The Hill School is a preparatory boarding school for boys and girls located in Pottstown, Pennsylvania, about 35 miles northwest of Philadelphia.

The Hill is part of an organization known as the Ten Schools Admissions Organization (TSAO).[2] This organization was founded more than forty years ago on the basis of a number of common goals and traditions. Member schools include The Hill School, Choate Rosemary Hall, Deerfield Academy, The Lawrenceville School, The Taft School, The Hotchkiss School, St. Paul's School, Loomis Chaffee, Phillips Exeter Academy, and Phillips Academy Andover. The Hill is also accredited by the Middle States Association of Colleges and Schools.

As of July 2015, The Hill's endowment was approximately $155 million.[1]

History

Aerial View of the Quad

The Hill School was founded in 1851 by the Rev. Matthew Meigs as the Family Boarding School for Boys and Young Men.[3] The School opened on May 1, 1851, enrolling 25 boys for the first year. The Family Boarding School was the first of its kind in America. According to Paul Chancellor’s The History of The Hill School: 1851-1976, “He [Meigs] wanted to stress that he was not founding still another academy, but a type of school quite new and rare in America. There is a tendency to think that the boys’ boarding school as we know it existed as long as there have been private schools. It has not. Most of the 12 to 15 schools generally considered the “core” group were established in the last half of the nineteenth century. Of this whole group of schools, The Hill was the first to be founded as a family boarding school."[4] Upholding The Family Boarding School tradition are the approximately 30 percent of today's Hill students who have a legacy connection.[1] Today's student body includes young women who were first admitted to The Hill in 1998.

Life at The Hill

The School's motto, "Whatsoever Things Are True" (Philippians 4:8) has always underlain the school's philosophy and forms the basis for its Honor Code. Each fall, both students and faculty sign the Honor Code, which consists of three tenets:

  • Our word is an expression of our character.

Records from a collection —
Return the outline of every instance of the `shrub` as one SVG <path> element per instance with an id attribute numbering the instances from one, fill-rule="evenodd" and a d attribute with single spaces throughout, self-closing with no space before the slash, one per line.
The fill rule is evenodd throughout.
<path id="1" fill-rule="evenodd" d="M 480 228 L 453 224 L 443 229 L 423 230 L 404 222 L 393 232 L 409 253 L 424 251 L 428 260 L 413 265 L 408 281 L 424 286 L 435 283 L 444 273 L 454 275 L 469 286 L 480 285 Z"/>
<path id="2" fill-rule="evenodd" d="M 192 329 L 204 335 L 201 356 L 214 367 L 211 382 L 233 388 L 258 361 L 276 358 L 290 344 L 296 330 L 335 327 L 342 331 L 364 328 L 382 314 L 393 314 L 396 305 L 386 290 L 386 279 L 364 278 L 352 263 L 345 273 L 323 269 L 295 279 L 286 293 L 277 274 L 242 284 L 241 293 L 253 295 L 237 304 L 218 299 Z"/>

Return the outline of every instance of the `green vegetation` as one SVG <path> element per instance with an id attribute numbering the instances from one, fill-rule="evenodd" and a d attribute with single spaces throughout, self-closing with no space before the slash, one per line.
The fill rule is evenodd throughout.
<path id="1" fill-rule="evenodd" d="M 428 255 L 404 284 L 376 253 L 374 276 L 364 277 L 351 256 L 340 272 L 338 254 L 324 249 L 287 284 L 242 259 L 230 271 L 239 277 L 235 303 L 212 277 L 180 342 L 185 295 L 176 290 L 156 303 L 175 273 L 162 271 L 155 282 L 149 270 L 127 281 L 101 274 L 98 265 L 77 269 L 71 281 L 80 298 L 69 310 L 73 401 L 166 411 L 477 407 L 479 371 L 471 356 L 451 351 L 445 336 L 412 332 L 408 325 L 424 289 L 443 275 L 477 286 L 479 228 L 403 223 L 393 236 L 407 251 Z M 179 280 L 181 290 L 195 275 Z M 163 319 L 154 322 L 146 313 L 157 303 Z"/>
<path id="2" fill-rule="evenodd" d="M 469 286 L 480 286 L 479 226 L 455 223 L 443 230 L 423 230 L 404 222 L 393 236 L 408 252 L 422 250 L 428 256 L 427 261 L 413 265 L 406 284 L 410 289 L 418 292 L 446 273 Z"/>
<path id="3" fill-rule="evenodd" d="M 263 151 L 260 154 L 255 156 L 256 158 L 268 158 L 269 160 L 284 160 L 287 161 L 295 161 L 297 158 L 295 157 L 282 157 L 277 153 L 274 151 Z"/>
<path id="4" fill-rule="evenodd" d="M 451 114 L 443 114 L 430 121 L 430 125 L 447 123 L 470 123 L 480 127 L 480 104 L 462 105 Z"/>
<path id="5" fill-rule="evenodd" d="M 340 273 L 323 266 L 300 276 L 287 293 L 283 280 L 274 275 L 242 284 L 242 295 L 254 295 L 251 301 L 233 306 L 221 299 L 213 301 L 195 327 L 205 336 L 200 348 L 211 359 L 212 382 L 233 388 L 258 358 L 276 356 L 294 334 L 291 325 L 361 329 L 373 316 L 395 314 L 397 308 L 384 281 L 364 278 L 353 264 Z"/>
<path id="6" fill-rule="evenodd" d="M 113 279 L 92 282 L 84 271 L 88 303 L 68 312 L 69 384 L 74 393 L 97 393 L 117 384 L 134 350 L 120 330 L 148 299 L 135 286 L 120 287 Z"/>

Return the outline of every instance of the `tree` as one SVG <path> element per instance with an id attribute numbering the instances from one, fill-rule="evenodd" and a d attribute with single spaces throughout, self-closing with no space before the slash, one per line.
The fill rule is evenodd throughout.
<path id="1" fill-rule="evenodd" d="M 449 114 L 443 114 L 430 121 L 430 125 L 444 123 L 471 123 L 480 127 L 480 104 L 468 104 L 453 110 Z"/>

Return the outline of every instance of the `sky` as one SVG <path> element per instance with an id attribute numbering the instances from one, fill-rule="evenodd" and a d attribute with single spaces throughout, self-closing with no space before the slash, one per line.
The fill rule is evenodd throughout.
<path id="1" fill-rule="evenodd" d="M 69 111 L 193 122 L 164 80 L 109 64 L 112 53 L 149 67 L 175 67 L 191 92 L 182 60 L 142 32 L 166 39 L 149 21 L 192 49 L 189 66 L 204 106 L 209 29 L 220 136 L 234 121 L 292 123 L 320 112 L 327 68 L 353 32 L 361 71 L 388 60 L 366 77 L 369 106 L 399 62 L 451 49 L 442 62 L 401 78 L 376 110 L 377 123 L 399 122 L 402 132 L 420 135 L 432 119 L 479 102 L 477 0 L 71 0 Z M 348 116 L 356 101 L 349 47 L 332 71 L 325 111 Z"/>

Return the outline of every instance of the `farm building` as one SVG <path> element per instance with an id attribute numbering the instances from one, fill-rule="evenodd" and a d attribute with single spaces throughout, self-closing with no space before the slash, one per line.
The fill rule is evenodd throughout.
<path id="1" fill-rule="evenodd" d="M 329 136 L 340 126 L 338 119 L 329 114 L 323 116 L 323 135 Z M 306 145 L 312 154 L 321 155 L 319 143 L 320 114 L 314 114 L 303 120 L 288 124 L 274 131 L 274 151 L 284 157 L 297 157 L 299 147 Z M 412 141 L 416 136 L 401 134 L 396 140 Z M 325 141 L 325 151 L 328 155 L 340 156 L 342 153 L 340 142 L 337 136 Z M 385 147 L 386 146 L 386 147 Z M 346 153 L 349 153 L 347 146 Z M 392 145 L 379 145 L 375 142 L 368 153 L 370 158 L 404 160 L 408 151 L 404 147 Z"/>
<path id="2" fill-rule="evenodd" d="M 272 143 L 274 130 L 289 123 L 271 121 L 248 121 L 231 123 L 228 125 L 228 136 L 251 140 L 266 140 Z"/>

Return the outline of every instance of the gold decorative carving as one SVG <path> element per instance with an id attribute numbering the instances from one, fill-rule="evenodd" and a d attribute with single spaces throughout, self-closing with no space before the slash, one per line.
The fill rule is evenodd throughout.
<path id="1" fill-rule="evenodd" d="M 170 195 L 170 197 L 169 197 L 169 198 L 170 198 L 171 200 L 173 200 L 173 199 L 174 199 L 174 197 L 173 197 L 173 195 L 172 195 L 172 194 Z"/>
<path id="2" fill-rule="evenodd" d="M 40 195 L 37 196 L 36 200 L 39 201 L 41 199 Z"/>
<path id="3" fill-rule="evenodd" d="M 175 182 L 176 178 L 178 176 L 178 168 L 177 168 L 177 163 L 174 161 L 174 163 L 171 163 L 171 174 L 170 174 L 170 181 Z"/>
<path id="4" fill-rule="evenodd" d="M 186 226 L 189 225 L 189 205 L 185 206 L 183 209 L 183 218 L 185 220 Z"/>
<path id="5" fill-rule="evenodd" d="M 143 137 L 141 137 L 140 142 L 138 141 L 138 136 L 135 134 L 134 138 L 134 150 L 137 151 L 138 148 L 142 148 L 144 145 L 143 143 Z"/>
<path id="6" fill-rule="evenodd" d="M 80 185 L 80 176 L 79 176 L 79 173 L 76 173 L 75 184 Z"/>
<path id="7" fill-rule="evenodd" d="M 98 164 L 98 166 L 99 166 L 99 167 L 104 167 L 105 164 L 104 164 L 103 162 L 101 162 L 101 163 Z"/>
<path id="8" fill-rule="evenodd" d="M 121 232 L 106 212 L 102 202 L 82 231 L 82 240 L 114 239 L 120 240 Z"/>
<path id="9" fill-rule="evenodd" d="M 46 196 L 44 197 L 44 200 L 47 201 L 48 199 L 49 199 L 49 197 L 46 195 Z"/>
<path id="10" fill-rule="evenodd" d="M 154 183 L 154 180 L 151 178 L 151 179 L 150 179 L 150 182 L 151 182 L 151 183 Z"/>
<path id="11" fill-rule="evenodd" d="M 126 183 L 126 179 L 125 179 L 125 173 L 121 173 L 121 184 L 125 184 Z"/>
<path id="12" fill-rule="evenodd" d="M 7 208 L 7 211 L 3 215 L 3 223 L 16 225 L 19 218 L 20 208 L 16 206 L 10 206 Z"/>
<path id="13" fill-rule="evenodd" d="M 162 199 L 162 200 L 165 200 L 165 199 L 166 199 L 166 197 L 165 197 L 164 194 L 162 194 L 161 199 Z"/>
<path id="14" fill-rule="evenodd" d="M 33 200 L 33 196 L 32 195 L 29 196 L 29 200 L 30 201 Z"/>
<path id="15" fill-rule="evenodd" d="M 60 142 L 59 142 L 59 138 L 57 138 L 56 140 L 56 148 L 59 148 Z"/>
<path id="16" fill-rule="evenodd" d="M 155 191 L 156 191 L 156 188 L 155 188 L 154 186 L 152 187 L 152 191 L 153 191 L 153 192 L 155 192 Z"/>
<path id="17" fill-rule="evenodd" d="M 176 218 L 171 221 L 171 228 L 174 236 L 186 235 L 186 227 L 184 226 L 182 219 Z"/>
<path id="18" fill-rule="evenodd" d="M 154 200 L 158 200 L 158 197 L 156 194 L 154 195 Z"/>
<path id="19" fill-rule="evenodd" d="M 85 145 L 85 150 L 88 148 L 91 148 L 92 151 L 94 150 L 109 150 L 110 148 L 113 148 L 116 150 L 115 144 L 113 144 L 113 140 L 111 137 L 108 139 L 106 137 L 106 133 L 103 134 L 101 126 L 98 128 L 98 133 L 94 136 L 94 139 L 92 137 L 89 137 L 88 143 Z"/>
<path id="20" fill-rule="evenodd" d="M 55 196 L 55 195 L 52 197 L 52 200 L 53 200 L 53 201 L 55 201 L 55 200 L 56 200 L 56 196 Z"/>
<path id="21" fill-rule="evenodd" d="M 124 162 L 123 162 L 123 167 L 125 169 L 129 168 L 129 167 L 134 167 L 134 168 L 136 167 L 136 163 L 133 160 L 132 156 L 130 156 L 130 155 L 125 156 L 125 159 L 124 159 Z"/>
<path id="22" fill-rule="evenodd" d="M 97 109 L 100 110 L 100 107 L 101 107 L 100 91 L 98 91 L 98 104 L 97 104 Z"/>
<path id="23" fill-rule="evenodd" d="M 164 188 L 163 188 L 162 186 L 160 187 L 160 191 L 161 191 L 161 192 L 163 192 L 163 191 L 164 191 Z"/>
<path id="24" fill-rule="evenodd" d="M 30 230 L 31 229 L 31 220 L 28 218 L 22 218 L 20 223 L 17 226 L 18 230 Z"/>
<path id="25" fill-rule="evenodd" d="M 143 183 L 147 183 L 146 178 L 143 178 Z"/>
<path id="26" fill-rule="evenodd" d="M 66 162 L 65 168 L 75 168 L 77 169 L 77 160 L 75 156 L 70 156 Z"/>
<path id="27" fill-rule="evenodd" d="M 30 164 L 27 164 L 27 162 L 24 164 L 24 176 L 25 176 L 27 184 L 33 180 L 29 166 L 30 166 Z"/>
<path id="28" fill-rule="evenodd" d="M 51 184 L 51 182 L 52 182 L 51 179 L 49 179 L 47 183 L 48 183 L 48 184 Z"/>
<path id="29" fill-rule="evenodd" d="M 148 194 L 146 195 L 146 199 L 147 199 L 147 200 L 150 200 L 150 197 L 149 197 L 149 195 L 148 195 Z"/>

CHALLENGES —
1 > In the passage about The Hill School, list every TSAO member school whose name begins with the word "The".
2 > Print the part of the passage about The Hill School between "Life at The" and "of our character.", inclusive.

THE RESULTS —
1 >
The Hill School
The Lawrenceville School
The Taft School
The Hotchkiss School

2 >
Life at The Hill

The School's motto, "Whatsoever Things Are True" (Philippians 4:8) has always underlain the school's philosophy and forms the basis for its Honor Code. Each fall, both students and faculty sign the Honor Code, which consists of three tenets:

  • Our word is an expression of our character.